- PROVIDED PASSAGE:
.....

AMHERST, Mass. – Molecular chaperones have emerged as exciting new potential drug targets, because scientists want to learn how to stop cancer cells, for example, from using chaperones to enable their uncontrolled growth. Now a team of biochemists at the University of Massachusetts Amherst led by Lila Gierasch have deciphered key steps in the mechanism of the Hsp70 molecular machine by "trapping" this chaperone in action, providing a dynamic snapshot of its mechanism.
She and colleagues describe this work in the current issue of Cell. Gierasch's research on Hsp70 chaperones is supported by a long-running grant to her lab from NIH's National Institute for General Medical Sciences.
Molecular chaperones like the Hsp70s facilitate the origami-like folding of proteins, made in the cell's nanofactories or ribosomes, from where they emerge unstructured like noodles. Proteins only function when folded into their proper structures, but the process is so difficult under cellular conditions that molecular chaperone helpers are needed.

.....

- GIVEN ENTRIES:
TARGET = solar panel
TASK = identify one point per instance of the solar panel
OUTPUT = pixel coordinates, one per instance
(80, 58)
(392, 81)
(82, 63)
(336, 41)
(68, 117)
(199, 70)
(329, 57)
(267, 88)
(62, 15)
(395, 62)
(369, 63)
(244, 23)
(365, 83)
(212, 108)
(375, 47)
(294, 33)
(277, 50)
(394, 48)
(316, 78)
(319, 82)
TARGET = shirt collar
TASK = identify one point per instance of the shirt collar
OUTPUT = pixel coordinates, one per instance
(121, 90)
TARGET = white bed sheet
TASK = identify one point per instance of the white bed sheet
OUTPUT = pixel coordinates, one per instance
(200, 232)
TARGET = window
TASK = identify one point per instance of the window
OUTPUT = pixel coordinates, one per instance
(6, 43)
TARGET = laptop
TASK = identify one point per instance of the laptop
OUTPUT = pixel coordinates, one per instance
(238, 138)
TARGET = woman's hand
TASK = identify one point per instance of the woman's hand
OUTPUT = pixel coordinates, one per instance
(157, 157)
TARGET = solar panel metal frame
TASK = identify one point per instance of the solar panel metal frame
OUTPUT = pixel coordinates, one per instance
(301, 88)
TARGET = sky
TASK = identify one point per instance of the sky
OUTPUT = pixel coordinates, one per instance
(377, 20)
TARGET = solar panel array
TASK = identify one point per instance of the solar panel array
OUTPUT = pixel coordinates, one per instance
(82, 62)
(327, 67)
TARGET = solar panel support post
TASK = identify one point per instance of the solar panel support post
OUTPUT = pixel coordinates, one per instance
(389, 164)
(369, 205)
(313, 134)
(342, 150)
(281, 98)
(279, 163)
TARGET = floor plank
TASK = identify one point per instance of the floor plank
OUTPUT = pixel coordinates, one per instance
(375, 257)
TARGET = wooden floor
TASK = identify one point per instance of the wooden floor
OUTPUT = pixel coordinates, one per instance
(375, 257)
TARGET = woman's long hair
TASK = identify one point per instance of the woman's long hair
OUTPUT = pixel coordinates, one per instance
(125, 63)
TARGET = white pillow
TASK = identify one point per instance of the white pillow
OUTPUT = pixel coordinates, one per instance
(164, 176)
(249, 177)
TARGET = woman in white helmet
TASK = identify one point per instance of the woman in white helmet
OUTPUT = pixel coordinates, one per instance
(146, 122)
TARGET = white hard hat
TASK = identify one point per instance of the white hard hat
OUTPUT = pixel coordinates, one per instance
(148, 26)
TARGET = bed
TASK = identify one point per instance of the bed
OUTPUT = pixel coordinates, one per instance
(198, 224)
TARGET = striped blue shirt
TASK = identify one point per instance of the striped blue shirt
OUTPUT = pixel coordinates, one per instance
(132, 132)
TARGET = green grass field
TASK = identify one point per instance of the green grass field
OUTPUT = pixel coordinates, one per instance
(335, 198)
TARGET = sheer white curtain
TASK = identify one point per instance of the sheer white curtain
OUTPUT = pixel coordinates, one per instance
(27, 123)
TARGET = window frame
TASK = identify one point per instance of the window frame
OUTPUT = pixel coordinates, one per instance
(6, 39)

.....

- PROBLEM SET:
A: From the Hsp70 chaperone passage, extract the text starting with "She and colleagues" and going on through "helpers are needed.".
B: Decide whether each statement agrees with the Hsp70 chaperone passage, answering yes or no and quoting the deciding words: (i) Lila Gierasch led the team of biochemists. (ii) The work is described in the current issue of Nature. (iii) Proteins leave the ribosomes already folded.

- RESULTS FOR THE EXERCISE:
A:
She and colleagues describe this work in the current issue of Cell. Gierasch's research on Hsp70 chaperones is supported by a long-running grant to her lab from NIH's National Institute for General Medical Sciences.
Molecular chaperones like the Hsp70s facilitate the origami-like folding of proteins, made in the cell's nanofactories or ribosomes, from where they emerge unstructured like noodles. Proteins only function when folded into their proper structures, but the process is so difficult under cellular conditions that molecular chaperone helpers are needed.

B:
(i) Yes: "a team of biochemists at the University of Massachusetts Amherst led by Lila Gierasch"
(ii) No: "She and colleagues describe this work in the current issue of Cell."
(iii) No: "from where they emerge unstructured like noodles"